Catholic Charities’ clients, staff fear proposed state cuts
Photo Caption: Kristy Hemmele, a foster parent, shares her personal testimony with the audience.
By: By Jared Olar
Catholics Charities of the Diocese of Peoria and its 30,000 clients are keenly feeling the effects of the State of Illinois’ budget crisis.
Unless the Illinois General Assembly votes to restore funding during emergency budget sessions, which began Tuesday, Catholic Charities and other social service agencies must drastically reduce services and staff this summer.
The slashing of social service spending comes as state legislators and Gov. Pat Quinn work to create a balanced budget and eliminate a $9 billion deficit. Social service providers dubbed the proposed plan “the Doomsday Budget.”
“Why does it have to be the most vulnerable that pay the price of Illinois’ political and budget crisis?” asked Tricia Fox, assistant executive director of Catholic Charities of the Diocese of Peoria, in a June 17 statement.
Her comments followed notification to the agency of more than $1.2 million in contract cuts from the Department of Children and Family Services and the Department of Human Services.
Those cuts alone would affect more than 7,500 central Illinois children, youths and families served by Catholic Charities.

DATA EXCERPT.
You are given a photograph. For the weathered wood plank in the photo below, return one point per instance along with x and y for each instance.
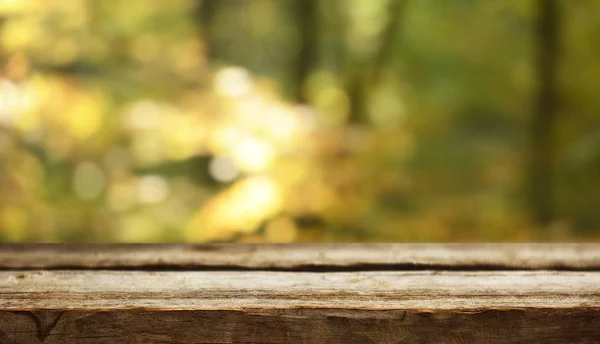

EXERCISE TASKS.
**A)** According to the article on proposed state cuts, how large is the deficit that state legislators and Gov. Pat Quinn are working to eliminate?
**B)** Repeat everything in the article on proposed state cuts from "Catholic Charities’ clients, staff" down to "with the audience.", word for word.

SOLUTION SET.
**A)** $9 billion

**B)**
Catholic Charities’ clients, staff fear proposed state cuts
Photo Caption: Kristy Hemmele, a foster parent, shares her personal testimony with the audience.